◆ Instruction ◆
Please identify every line of the listing below that contains the string "positive", and copy each of those lines in full. Case counts.

◆ Data for this exercise ◆
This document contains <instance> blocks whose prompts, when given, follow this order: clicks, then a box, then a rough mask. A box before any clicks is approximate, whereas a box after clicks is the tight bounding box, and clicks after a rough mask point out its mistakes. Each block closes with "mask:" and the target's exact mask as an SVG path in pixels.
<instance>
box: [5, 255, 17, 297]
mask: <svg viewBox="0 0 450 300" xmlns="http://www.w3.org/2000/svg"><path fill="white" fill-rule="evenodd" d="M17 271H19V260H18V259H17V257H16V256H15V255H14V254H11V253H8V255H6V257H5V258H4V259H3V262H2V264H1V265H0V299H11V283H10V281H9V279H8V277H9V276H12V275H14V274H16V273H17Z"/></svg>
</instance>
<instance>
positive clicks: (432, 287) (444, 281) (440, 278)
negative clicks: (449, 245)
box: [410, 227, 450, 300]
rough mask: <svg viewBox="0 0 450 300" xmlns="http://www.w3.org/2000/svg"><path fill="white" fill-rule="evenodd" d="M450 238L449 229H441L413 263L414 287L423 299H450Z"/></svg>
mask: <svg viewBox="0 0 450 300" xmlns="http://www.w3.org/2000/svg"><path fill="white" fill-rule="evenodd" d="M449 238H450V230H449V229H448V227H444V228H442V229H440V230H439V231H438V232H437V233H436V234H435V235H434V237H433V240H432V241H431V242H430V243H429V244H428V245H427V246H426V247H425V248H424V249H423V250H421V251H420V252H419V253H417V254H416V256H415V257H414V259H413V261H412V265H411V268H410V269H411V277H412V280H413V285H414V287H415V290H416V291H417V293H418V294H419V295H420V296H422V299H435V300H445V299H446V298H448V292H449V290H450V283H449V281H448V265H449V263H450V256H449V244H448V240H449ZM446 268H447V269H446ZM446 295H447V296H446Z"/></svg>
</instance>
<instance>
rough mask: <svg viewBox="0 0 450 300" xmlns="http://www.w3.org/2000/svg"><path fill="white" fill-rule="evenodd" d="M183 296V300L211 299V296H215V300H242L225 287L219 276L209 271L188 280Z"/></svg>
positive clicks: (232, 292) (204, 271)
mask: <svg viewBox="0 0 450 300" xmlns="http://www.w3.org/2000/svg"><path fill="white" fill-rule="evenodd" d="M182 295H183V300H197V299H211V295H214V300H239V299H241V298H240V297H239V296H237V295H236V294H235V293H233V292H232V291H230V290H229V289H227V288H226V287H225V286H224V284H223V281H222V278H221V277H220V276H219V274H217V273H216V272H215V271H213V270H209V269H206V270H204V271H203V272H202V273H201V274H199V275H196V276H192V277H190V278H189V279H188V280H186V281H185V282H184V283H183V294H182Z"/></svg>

◆ Result for this exercise ◆
positive clicks: (432, 287) (444, 281) (440, 278)
positive clicks: (232, 292) (204, 271)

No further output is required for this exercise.